> **DATA EXCERPTS**:

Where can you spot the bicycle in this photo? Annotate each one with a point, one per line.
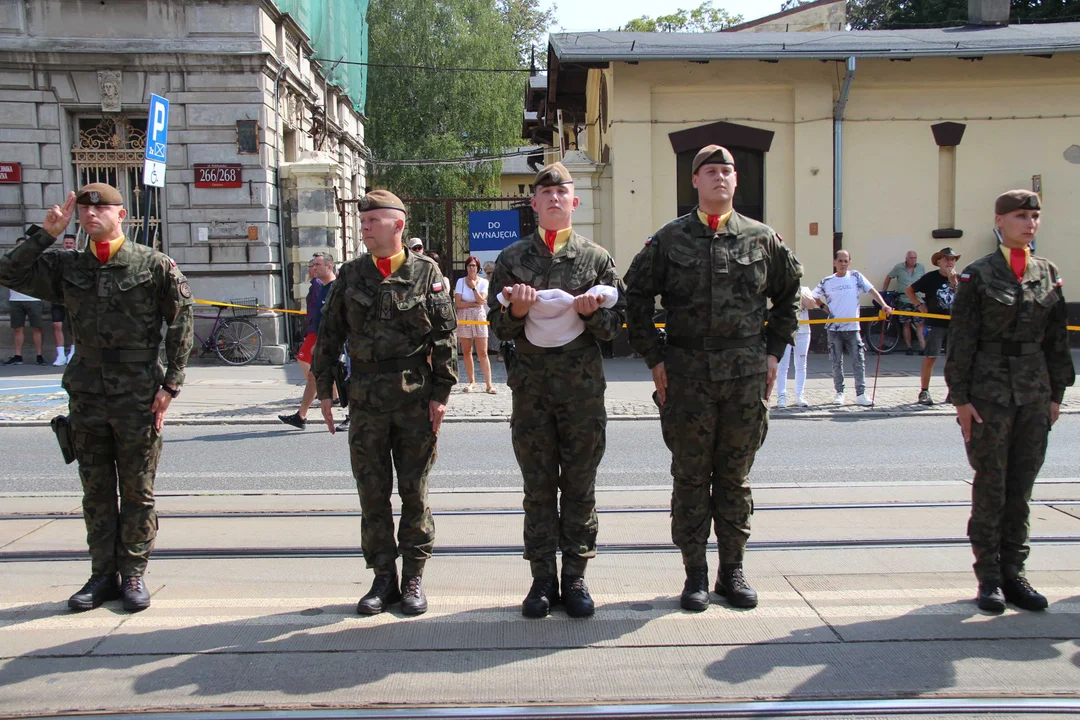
(234, 340)
(883, 336)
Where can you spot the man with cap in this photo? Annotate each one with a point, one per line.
(716, 271)
(118, 295)
(558, 419)
(1008, 367)
(393, 308)
(939, 290)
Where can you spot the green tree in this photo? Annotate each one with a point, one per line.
(887, 14)
(702, 18)
(424, 114)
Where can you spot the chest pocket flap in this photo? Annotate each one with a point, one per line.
(133, 281)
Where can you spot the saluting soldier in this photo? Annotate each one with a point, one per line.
(558, 421)
(714, 271)
(118, 295)
(1008, 367)
(391, 304)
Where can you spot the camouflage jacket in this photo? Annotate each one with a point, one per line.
(112, 307)
(407, 314)
(993, 307)
(714, 284)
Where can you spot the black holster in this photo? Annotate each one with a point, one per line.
(63, 430)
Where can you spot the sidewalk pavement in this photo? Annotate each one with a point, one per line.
(256, 394)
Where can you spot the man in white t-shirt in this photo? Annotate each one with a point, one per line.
(839, 295)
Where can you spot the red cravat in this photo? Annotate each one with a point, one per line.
(549, 238)
(383, 266)
(1017, 258)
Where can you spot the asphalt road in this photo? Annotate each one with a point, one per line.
(230, 458)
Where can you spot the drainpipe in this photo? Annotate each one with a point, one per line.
(838, 158)
(281, 225)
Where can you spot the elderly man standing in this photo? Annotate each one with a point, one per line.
(558, 422)
(716, 272)
(905, 273)
(394, 309)
(118, 295)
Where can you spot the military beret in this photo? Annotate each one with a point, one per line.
(712, 154)
(552, 175)
(1016, 200)
(98, 193)
(379, 199)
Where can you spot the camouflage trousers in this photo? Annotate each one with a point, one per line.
(558, 447)
(380, 443)
(714, 430)
(118, 450)
(1006, 450)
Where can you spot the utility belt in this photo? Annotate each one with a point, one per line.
(117, 355)
(580, 342)
(715, 342)
(1010, 348)
(392, 365)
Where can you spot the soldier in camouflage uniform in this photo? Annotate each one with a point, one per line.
(1008, 367)
(392, 307)
(117, 294)
(714, 271)
(558, 421)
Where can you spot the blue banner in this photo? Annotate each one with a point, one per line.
(493, 230)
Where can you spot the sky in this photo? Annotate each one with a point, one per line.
(574, 15)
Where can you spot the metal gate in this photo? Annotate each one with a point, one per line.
(111, 150)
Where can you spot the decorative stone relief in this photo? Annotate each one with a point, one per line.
(109, 81)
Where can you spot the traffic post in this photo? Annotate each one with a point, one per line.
(157, 146)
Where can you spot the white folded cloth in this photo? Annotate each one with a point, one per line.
(552, 323)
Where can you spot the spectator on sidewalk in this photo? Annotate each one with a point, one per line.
(839, 295)
(58, 314)
(939, 288)
(470, 298)
(905, 273)
(801, 349)
(321, 271)
(23, 308)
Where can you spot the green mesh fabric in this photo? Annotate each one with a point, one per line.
(337, 28)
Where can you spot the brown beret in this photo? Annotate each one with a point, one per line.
(552, 175)
(712, 154)
(1016, 200)
(379, 199)
(98, 193)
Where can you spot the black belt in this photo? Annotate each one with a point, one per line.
(117, 355)
(392, 365)
(703, 342)
(583, 340)
(1010, 348)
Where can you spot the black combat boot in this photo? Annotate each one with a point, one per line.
(382, 595)
(541, 597)
(97, 589)
(1021, 594)
(696, 589)
(134, 593)
(989, 597)
(414, 601)
(731, 583)
(576, 597)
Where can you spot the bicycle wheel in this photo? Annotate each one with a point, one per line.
(238, 341)
(874, 339)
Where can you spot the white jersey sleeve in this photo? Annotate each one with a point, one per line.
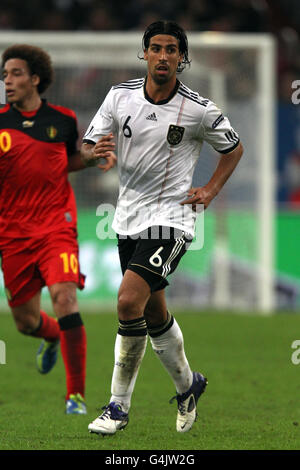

> **EXERCISE DIRECTIONS**: Retype all of the records above word for word, omitting the pictures.

> **RESPONSE TO THE TASK**:
Where can you spot the bicycle in this photo? Annotate each one with a point, one per line.
(234, 340)
(883, 336)
Where can you spot the man with cap in this photo? Annotate each one with a point, one per line.
(716, 271)
(118, 295)
(558, 419)
(1008, 367)
(393, 308)
(939, 290)
Where can you spot the green tree in this photo? Annotate each one with a point, one per line.
(887, 14)
(702, 18)
(424, 114)
Where can you spot the chest pocket flap in this photo? Annotate each one with a point, one per line.
(133, 281)
Where can you spot the saluting soldier in this photo? Annotate each one with a point, one per line.
(558, 421)
(714, 271)
(118, 295)
(1008, 367)
(391, 304)
Where can you spot the camouflage jacket in this photo? Annotate each one with a point, one per line.
(112, 307)
(407, 314)
(993, 307)
(714, 284)
Where can you spot the black holster in this photo? Annotate each one with a point, one per line.
(63, 430)
Where can you spot the sidewalk pavement in this photo? Annotate each one with a point, one per line.
(256, 394)
Where can you spot the man in white t-shirt in this photo? Annotate each one with a point, one per line.
(839, 295)
Where can you spot the red cravat in this photo? Annotate each one with a point, one per line.
(549, 238)
(383, 266)
(1017, 258)
Where can you spot the asphalt road in this photo? Annotate each one with a point, one per line.
(230, 458)
Where can you spot the drainpipe in this photo? Annotate each one with a point, one per line.
(838, 158)
(281, 225)
Where can you spot the elderly man standing in this photo? Annotate each one with a point, one per line.
(558, 422)
(716, 272)
(905, 273)
(394, 309)
(118, 295)
Where can you spot the military beret in this photo? Annotate each one with a point, one per line.
(712, 154)
(552, 175)
(1016, 200)
(98, 193)
(379, 199)
Where can you spot the camouflage trousers in this photo? Annotate each one with a point, one per line.
(558, 447)
(380, 443)
(714, 430)
(118, 450)
(1006, 450)
Where can you spot the utility belt in this photo? Annotate each one with a point, one per line.
(117, 355)
(580, 342)
(715, 342)
(1010, 348)
(392, 365)
Where can you spot the soldier in camouflage uniform in this photo? Annotate each one with a point, one per line.
(1008, 367)
(392, 307)
(117, 294)
(714, 271)
(558, 421)
Where can you spot the blue banner in this photo? Annotate each one with a point, one per line.
(493, 230)
Where can you spot the sky in this photo? Annotate each one with a point, one per line.
(574, 15)
Where can you spot the metal gate in this photo? Annotate each one with a point, one per line.
(111, 150)
Where can you spot the decorative stone relief in this photo? Annotate each one with a point, one per line.
(109, 81)
Where can you spot the traffic post in this photo? Annotate each one with a point, one per line.
(157, 146)
Where can you spot the white folded cloth in this photo? Annotate each one with a point, one per line.
(552, 323)
Where can you spot the spectator on sidewalk in this photo? Annotate each one with a point, one per line.
(839, 295)
(58, 314)
(939, 288)
(470, 298)
(905, 273)
(801, 349)
(321, 271)
(23, 308)
Where can you spot the green mesh fabric in this photo? Annotate each one with a point, one per line.
(337, 28)
Where can you spot the brown beret in this photo? Annotate each one with a point, one per line.
(552, 175)
(712, 154)
(1016, 200)
(379, 199)
(98, 193)
Where can you spot the black belt in this photo? Annotate each one with a point, one per line.
(117, 355)
(392, 365)
(703, 342)
(583, 340)
(1010, 348)
Where can you spot the black combat boot in this photo? Annotate each one with a point, one per line.
(382, 595)
(541, 597)
(97, 589)
(1021, 594)
(696, 589)
(134, 593)
(989, 597)
(414, 601)
(731, 583)
(576, 597)
Where can you spot the bicycle wheel in this photo? Annotate each one with a point, one per line.
(238, 341)
(874, 339)
Where can you spot the white jersey sleeve in this photo? Annotate each one with a point, one per line.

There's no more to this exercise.